Items listed in a dataset
►
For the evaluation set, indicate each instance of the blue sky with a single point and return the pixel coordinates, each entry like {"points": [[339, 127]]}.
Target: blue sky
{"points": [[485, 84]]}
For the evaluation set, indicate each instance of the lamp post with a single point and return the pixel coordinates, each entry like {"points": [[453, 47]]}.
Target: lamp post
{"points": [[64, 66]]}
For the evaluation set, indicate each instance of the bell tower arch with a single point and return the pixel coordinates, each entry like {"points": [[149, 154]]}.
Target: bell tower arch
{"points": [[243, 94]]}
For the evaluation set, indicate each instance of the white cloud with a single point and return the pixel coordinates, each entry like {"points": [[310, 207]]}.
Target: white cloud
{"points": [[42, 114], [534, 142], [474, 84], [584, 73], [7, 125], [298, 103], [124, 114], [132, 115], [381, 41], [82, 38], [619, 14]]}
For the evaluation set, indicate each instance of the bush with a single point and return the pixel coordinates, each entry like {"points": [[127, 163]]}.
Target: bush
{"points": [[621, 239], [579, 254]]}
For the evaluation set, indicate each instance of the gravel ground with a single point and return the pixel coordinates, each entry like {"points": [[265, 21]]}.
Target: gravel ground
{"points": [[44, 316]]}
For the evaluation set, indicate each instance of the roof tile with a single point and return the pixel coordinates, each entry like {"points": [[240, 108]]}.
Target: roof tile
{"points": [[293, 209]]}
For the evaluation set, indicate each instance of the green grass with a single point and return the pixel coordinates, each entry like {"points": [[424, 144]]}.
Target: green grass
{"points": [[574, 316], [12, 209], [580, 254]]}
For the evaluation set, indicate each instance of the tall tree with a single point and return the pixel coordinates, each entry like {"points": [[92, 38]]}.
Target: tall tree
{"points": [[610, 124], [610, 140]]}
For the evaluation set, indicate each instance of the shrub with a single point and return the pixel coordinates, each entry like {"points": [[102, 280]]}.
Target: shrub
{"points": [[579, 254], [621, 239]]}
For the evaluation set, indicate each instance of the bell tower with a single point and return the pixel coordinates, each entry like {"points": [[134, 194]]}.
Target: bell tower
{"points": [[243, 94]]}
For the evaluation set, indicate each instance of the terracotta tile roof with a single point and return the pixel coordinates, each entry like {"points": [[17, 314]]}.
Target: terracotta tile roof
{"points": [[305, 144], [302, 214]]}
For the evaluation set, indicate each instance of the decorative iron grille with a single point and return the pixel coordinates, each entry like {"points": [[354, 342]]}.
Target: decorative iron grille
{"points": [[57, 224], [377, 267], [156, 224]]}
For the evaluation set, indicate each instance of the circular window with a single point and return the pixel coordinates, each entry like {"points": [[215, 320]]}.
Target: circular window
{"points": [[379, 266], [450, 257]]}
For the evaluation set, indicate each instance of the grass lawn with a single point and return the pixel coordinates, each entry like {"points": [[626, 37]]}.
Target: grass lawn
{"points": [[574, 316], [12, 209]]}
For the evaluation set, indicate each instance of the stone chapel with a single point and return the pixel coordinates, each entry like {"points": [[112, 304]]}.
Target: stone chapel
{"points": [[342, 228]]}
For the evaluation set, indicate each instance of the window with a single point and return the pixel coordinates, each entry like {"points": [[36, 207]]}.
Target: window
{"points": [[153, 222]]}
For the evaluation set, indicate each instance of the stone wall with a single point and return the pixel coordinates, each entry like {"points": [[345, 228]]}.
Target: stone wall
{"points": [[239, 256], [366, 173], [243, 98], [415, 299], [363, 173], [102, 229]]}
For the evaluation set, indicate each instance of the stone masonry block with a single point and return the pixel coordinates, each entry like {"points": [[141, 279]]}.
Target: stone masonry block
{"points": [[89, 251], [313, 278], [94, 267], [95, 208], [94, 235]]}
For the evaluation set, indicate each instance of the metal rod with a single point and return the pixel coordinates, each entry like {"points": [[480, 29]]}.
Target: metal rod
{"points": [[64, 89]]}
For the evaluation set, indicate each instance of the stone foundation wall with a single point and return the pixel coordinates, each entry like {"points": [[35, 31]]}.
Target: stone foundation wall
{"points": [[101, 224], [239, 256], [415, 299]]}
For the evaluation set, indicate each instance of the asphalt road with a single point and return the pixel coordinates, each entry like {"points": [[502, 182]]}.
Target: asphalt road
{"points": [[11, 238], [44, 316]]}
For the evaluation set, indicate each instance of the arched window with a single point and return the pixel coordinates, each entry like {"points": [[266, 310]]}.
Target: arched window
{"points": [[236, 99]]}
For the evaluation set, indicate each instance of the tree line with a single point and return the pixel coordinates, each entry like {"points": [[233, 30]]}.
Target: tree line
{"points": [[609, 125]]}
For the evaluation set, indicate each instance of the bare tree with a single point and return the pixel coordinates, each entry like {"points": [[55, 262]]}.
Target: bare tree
◄
What the exercise asks » Return every one of these records verbatim, keeping each line as it is.

Answer to the problem »
For the evaluation set, indicate each instance of the blue sky with a single point and return the pixel coordinates, each entry like {"points": [[339, 127]]}.
Target: blue sky
{"points": [[485, 84]]}
For the evaluation set, indicate each instance of the lamp post with a single point and return the pixel coordinates, each entry like {"points": [[453, 47]]}.
Target: lamp post
{"points": [[64, 66]]}
For the evaluation set, indicate each instance of the bell tower arch with a single point and return the pixel coordinates, each entry like {"points": [[149, 154]]}.
Target: bell tower arch
{"points": [[243, 94]]}
For the evaluation set, indicate each instance of the white cloud with a single point and return the pixel coordinates, each entry like {"points": [[310, 207]]}.
Target: white cloud
{"points": [[42, 114], [534, 142], [474, 84], [584, 73], [7, 125], [298, 103], [124, 114], [132, 115], [381, 41], [82, 38], [619, 14]]}
For the evaluation set, indicate each instance of the bush with a single point and return the pixel coordinates, each entry like {"points": [[127, 163]]}.
Target: bush
{"points": [[621, 239], [579, 254]]}
For the evaluation set, indicate each instance of the gravel ground with a single point and return the pixel coordinates, each entry like {"points": [[265, 21]]}.
Target: gravel ground
{"points": [[44, 316]]}
For the evaluation set, indicate each instance of the roof tile with a single point and return the pixel coordinates, each entry like {"points": [[240, 108]]}.
Target: roof tile
{"points": [[293, 209]]}
For the evaluation set, indicate each instance of the green grass with a single point and return the pixel coordinates, each entry like {"points": [[424, 144]]}.
Target: green grass
{"points": [[574, 316], [12, 209], [580, 254]]}
For the evaluation set, indicate each instance of the tall tree with a single point and return the pixel coordinates, each entry like {"points": [[92, 38]]}.
Target: tall tree
{"points": [[610, 124], [610, 140]]}
For the evaluation set, indicate each instance of the shrub with a single point and return the pixel coordinates, each entry like {"points": [[102, 280]]}.
Target: shrub
{"points": [[579, 254], [621, 239]]}
For the evaluation set, indicate each instance of the bell tower with a single point and return the pixel coordinates, each entry like {"points": [[134, 194]]}.
Target: bell tower
{"points": [[243, 94]]}
For the evaluation set, indicate each instance of the terracotta tile roof with a single point and return the pixel coordinates, each entry like {"points": [[17, 314]]}.
Target: terracotta tile roof
{"points": [[305, 144], [302, 214]]}
For the evaluation set, indicate each instance of the decorative iron grille with a single point and return the pixel coordinates, each entry like {"points": [[354, 342]]}.
Target: decorative iron grille
{"points": [[57, 224], [377, 267], [156, 224]]}
For the evaluation set, indicate each instance of the circular window with a single point and return the pixel coordinates, each entry like {"points": [[215, 320]]}.
Target: circular window
{"points": [[379, 266], [450, 257]]}
For the evaluation set, indicate each instance of the grass lawn with a single point and return the pixel coordinates, each entry like {"points": [[626, 37]]}.
Target: grass lawn
{"points": [[574, 316], [12, 209]]}
For the evaluation set, indicate each instance of the stone chapel with a single point and return the pixel coordinates, each entry like {"points": [[112, 304]]}.
Target: stone chapel
{"points": [[342, 228]]}
For the evaluation set, indicate each instance of the window with a single point and return the pixel coordinates, each entry like {"points": [[36, 207]]}.
Target: window
{"points": [[153, 222]]}
For the evaluation set, indicate each instance of the stone wall with a single point and return the pixel coordinates, each entry like {"points": [[345, 228]]}.
Target: stone wall
{"points": [[239, 256], [366, 173], [243, 98], [415, 299], [363, 173], [102, 229]]}
For the evaluation set, indicate each instance of the stone masonry block with a single point and return the pixel coordinates, each entry like {"points": [[141, 279]]}.
Target: stone masonry block
{"points": [[89, 251], [313, 278], [94, 267], [95, 208], [94, 235]]}
For the evaluation set, indicate each instance of the metal rod with a single point and return the pixel coordinates, each entry like {"points": [[480, 29]]}.
Target: metal rod
{"points": [[64, 89]]}
For the evaluation set, indicate each instance of the stone foundation wall with a single point and return the pixel coordinates, each entry like {"points": [[35, 31]]}.
Target: stone foundation wall
{"points": [[101, 224], [239, 256], [415, 299]]}
For the evaluation set, indicate each instance of the asphalt road with a single point and return the pixel coordinates, each entry like {"points": [[502, 182]]}.
Target: asphalt road
{"points": [[11, 238], [44, 316]]}
For the evaluation set, indicate each instance of the arched window with a single point and return the pixel coordinates, each entry like {"points": [[266, 310]]}.
Target: arched window
{"points": [[236, 99]]}
For the evaluation set, indicate each instance of the tree line with a single point and return the pixel coordinates, each entry like {"points": [[233, 30]]}.
Target: tree line
{"points": [[609, 125]]}
For the evaluation set, indicate each instance of the bare tree with a single point and return the pixel coordinates, each entry like {"points": [[55, 262]]}.
Target: bare tree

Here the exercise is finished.